Start of Text extract

Guilt, Lies and Mummy Bloggers

I started my first blog when my daughter was only a few months old, almost nine years ago now. No one had really prepared me for what that initial year of motherhood lay ahead, I’m not sure anyone really could. I knew there would be bad moments, tired moments, moments when my baby cried and I wouldn’t know what was wrong. But none of the books I had read prepared me for a catnapping, overtired baby who screamed all day, I wasn’t producing enough milk and she had silent reflux. I felt cheated, robbed, duped. The beginning of motherhood for me was like a big slap in the face with a brick. I had this beautiful babe who I loved dearly but all those issues which I had not in the slightest been aware of, meant for many a tumultuous day, often with me in tears rocking in a corner calling on my sister for help.

End of Text extract

= Given exercise a =
Answer these questions about the blog post "Guilt, Lies and Mummy Bloggers":
(i) How old was the writer's daughter when the first blog was started?
(ii) What condition did the baby have besides not getting enough milk?
(iii) Whom did the writer call on for help?

Start of Input for this task

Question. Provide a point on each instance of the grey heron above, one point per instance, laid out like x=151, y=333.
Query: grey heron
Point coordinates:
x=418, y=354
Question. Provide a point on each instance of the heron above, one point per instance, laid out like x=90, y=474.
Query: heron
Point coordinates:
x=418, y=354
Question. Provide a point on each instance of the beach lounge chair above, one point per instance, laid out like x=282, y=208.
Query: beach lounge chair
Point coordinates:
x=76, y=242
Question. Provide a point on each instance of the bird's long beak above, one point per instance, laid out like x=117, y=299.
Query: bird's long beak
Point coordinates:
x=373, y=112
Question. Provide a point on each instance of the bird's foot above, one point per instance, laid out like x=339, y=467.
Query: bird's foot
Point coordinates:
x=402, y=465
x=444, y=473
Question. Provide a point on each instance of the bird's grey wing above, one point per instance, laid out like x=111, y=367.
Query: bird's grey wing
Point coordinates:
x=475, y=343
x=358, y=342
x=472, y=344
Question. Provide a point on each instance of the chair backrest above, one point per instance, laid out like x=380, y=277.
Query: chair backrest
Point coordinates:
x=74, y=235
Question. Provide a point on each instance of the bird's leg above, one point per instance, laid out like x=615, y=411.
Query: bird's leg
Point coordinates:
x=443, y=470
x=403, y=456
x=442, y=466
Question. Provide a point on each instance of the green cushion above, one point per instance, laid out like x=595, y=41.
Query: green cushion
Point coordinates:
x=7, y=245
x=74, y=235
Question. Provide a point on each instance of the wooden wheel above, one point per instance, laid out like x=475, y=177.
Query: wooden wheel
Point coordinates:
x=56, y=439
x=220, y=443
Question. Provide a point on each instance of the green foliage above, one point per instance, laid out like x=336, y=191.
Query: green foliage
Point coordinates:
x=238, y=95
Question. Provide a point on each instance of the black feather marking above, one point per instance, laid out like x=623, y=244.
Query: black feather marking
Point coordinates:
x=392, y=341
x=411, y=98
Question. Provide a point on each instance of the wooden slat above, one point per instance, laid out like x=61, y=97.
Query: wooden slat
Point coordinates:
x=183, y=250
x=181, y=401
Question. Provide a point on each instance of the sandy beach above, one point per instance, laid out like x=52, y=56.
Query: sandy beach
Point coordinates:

End of Input for this task

= Given exercise b =
Render the records, from their first line through the line containing "x=238, y=95", inclusive, as a numbered list with blank lines left out.

= Reply a =
(i) Only a few months old.
(ii) Silent reflux.
(iii) The writer's sister.

= Reply b =
1. Question. Provide a point on each instance of the grey heron above, one point per instance, laid out like x=151, y=333.
2. Query: grey heron
3. Point coordinates:
4. x=418, y=354
5. Question. Provide a point on each instance of the heron above, one point per instance, laid out like x=90, y=474.
6. Query: heron
7. Point coordinates:
8. x=418, y=354
9. Question. Provide a point on each instance of the beach lounge chair above, one point per instance, laid out like x=282, y=208.
10. Query: beach lounge chair
11. Point coordinates:
12. x=76, y=242
13. Question. Provide a point on each instance of the bird's long beak above, one point per instance, laid out like x=117, y=299.
14. Query: bird's long beak
15. Point coordinates:
16. x=373, y=112
17. Question. Provide a point on each instance of the bird's foot above, one point per instance, laid out like x=339, y=467.
18. Query: bird's foot
19. Point coordinates:
20. x=402, y=465
21. x=444, y=473
22. Question. Provide a point on each instance of the bird's grey wing above, one point per instance, laid out like x=111, y=367.
23. Query: bird's grey wing
24. Point coordinates:
25. x=475, y=343
26. x=358, y=342
27. x=472, y=344
28. Question. Provide a point on each instance of the chair backrest above, one point per instance, laid out like x=380, y=277.
29. Query: chair backrest
30. Point coordinates:
31. x=74, y=235
32. Question. Provide a point on each instance of the bird's leg above, one point per instance, laid out like x=615, y=411.
33. Query: bird's leg
34. Point coordinates:
35. x=443, y=470
36. x=403, y=456
37. x=442, y=466
38. Question. Provide a point on each instance of the green cushion above, one point per instance, laid out like x=595, y=41.
39. Query: green cushion
40. Point coordinates:
41. x=7, y=245
42. x=74, y=235
43. Question. Provide a point on each instance of the wooden wheel above, one point per instance, laid out like x=475, y=177.
44. Query: wooden wheel
45. Point coordinates:
46. x=56, y=439
47. x=220, y=443
48. Question. Provide a point on each instance of the green foliage above, one point per instance, laid out like x=336, y=191.
49. Query: green foliage
50. Point coordinates:
51. x=238, y=95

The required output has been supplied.